Rethinking -L switch handling and construction of LDFLAGS

From: Tom Lane <tgl(at)sss(dot)pgh(dot)pa(dot)us>
To: pgsql-hackers(at)lists(dot)postgresql(dot)org
Subject: Rethinking -L switch handling and construction of LDFLAGS
Date: 2018-04-01 17:38:15
Message-ID: 25214.1522604295@sss.pgh.pa.us
Views: Raw Message | Whole Thread | Download mbox | Resend email
Thread:
Lists: pgsql-hackers

I noticed that if I build with --with-libxml on my Mac platforms,
"make installcheck" stops working for certain contrib modules such
as postgres_fdw. I finally got around to diagnosing the reason why,
and it goes like this:

1. --with-libxml causes configure to include
-L/Applications/Xcode.app/Contents/Developer/Platforms/MacOSX.platform/Developer/SDKs/MacOSX.sdk/usr/lib
in the LDFLAGS value put into Makefile.global. That's because
"xml2-config --libs" emits that, and we do need it if we want to link
to the platform-supplied libxml2.

2. However, that directory also contains a symlink to the
platform-supplied libpq.

3. When we go to build postgres_fdw.so, the link command line looks like

ccache gcc -Wall -Wmissing-prototypes -Wpointer-arith -Wdeclaration-after-statement -Wendif-labels -Wmissing-format-attribute -Wformat-security -fno-strict-aliasing -fwrapv -Wno-unused-command-line-argument -g -O2 -bundle -multiply_defined suppress -o postgres_fdw.so postgres_fdw.o option.o deparse.o connection.o shippable.o -L../../src/port -L../../src/common -L/Applications/Xcode.app/Contents/Developer/Platforms/MacOSX.platform/Developer/SDKs/MacOSX.sdk/usr/lib -L/usr/local/ssl/lib -Wl,-dead_strip_dylibs -L../../src/interfaces/libpq -lpq -bundle_loader ../../src/backend/postgres

The details of this might vary depending on your configure options,
but the key point is that the -L/Applications/... switch is before the
-L../../src/interfaces/libpq one. This means that the linker resolves
"-lpq" to the platform-supplied libpq, not the one in the build tree.
We can confirm that with

$ otool -L postgres_fdw.so
postgres_fdw.so:
/usr/lib/libpq.5.dylib (compatibility version 5.0.0, current version 5.6.0)
/usr/lib/libSystem.B.dylib (compatibility version 1.0.0, current version 1252.50.4)

So, quite aside from any problems stemming from using a 9.3-vintage libpq
with HEAD client code, we are stuck with a libpq that uses Apple's idea of
the default socket location, rather than what the rest of our build uses.
That explains the failures seen in "make installcheck", which look like

2018-04-01 13:09:48.744 EDT [10758] ERROR: could not connect to server "loopback"
2018-04-01 13:09:48.744 EDT [10758] DETAIL: could not connect to server: No such file or directory
Is the server running locally and accepting
connections on Unix domain socket "/var/pgsql_socket/.s.PGSQL.5432"?

▶ [TASKS TO CARRY OUT]
**A)** In the mailing list message on -L switch handling, what does the Xcode SDK lib directory contain besides what libxml2 needs?
**B)** Translate this sentence from the mailing list message on -L switch handling into Spanish: "However, that directory also contains a symlink to the platform-supplied libpq."
**C)** Pick up the mailing list message on -L switch handling at the point where its text stops, and continue writing it.
The records aren't needed for anything here.

▶ [THE DATA]
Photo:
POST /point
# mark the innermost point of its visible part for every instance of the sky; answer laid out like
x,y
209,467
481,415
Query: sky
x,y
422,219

▶ [ANSWERS BY ITEM NUMBER]
**A)** It also contains a symlink to the platform-supplied libpq.

**B)** Sin embargo, ese directorio también contiene un enlace simbólico a la libpq suministrada por la plataforma.

**C)**
Of course, /var/pgsql_socket is *not* where my postmaster is putting
its socket.

In short, we need to deal more honestly with the positioning of -L
switches in link commands. Somebody's idea that we could embed
both -L and -l into $(libpq), and then pay basically no attention to
where that ends up in the final link command, is just too simplistic.

I think that we want to establish an ironclad rule that -L switches
referencing directories in our own build tree must appear before -L
switches referencing external libraries.

I don't have a concrete patch to propose yet, but the design idea
I have in mind is to split LDFLAGS into two or more parts, so that
-L switches for the build tree are supposed to be put in the first
part and external -L switches in the second. It'd be sufficient
to have Makefile.global do something like

ifdef PGXS
LDFLAGS_INTERNAL = -L$(libdir)
else
LDFLAGS_INTERNAL = -L$(top_builddir)/src/port -L$(top_builddir)/src/common
endif
LDFLAGS = $(LDFLAGS_INTERNAL) @LDFLAGS@

and then teach relevant places that they need to add $(libpq) to
LDFLAGS_INTERNAL not LDFLAGS. (Perhaps "BUILD" would be a better keyword
than "INTERNAL" here?) Not sure how that would play exactly with
Makefile.shlib's SHLIB_LINK, but maybe we need SHLIB_LINK_INTERNAL along
with SHLIB_LINK. I'd also like to try to clean up the mess that is
$(libpq_pgport), though I'm not sure just how yet.

Or we could try to create a full separation between -L and -l switches,
ending up with three or more parts for LDFLAGS not just two. But I'm
not sure if that gains anything.

I have no idea whether the MSVC build infrastructure has comparable
problems, and would not be willing to fix it myself if it does.
But I am willing to try to fix this in the gmake infrastructure.

Comments, better ideas?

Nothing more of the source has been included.